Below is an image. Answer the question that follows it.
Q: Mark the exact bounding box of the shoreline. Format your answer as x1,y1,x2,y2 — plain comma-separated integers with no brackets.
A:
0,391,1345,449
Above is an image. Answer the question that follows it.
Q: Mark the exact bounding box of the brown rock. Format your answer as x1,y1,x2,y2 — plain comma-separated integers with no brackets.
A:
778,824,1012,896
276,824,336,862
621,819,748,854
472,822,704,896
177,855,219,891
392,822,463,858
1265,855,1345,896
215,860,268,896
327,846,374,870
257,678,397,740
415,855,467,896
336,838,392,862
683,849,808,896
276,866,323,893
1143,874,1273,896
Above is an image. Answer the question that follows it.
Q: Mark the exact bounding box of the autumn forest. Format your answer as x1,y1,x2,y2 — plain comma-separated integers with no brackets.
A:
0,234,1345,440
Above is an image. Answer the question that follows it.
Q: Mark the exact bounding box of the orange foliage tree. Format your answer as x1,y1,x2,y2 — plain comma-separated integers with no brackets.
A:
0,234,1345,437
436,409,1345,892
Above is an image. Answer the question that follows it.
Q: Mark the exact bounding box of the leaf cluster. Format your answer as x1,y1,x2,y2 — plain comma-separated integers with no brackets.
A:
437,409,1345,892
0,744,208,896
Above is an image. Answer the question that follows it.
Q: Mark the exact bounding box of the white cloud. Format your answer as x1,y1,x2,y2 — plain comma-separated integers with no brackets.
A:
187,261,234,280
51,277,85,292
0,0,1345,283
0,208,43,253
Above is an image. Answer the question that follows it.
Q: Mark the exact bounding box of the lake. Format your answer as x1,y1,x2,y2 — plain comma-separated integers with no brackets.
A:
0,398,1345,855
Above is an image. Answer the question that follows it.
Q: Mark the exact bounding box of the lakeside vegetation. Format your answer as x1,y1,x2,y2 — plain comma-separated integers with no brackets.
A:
━━━
▶ _What you will do_
Render all of the records above as a numbered list, one line per item, leaving out any blank lines.

▶ _Worked solution_
1. Below is an image. Answer the question that follows it.
2. Q: Mark the exact bounding box of the shoreline. Format your answer as x1,y1,x2,y2 — plain comma-separated integers with no brackets.
3. A:
4. 0,391,1345,449
5. Above is an image. Answer the question that follows it.
6. Q: Mark the exact bounding box of the brown rock. Format your answer as x1,y1,x2,y2 — plain comma-separated integers with no brackets.
7. A:
8. 778,824,1012,896
9. 276,824,336,862
10. 621,819,748,854
11. 472,822,704,896
12. 177,855,219,891
13. 392,822,463,858
14. 1265,855,1345,896
15. 215,860,268,896
16. 327,846,374,870
17. 257,678,397,740
18. 415,855,467,896
19. 336,838,392,862
20. 683,849,808,896
21. 276,866,323,893
22. 1143,874,1273,896
23. Above is an image. Answer the question that follows it.
24. Q: Mark the exact bounding box of the autumn forest. Format your answer as x1,y1,x2,y2 — plain comma-separated integers with no brackets.
25. A:
26. 0,234,1345,440
27. Above is an image. Answer the question that follows it.
28. Q: Mark the exact bounding box of the orange foliage tree. Format your answer as x1,y1,x2,y2 — plain comma-separated integers with no brackets.
29. A:
30. 0,234,1345,437
31. 436,409,1345,892
32. Above is an image. Answer the question that follows it.
33. Q: Mark the exact bounding box of the leaf cluster. Format your answer as x1,y1,x2,y2 — plain comma-separated integers with no brackets.
34. A:
35. 437,409,1345,892
36. 0,744,208,896
37. Above is an image. Answer the question that follows it.
38. Q: Mark the exact bounding box of the white cloud. Format your answer as x1,y1,x2,y2 — plain comma-separated integers with no brackets.
39. A:
40. 187,261,234,280
41. 51,277,85,292
42. 0,0,1345,283
43. 0,208,43,253
44. Above is an image. Answer the question that follows it.
45. Q: Mark the exact bounding box of the lake. Format your answer as x1,y1,x2,y2 — plain comma-separated integers with no brackets.
46. A:
47. 0,398,1345,855
48. Above is an image. Answer the question that follows it.
49. Q: Mark the exact bounding box of the lakeside vegetation. Format your answer as x1,y1,x2,y2 — plain comma-separated integers with no brackets.
50. A:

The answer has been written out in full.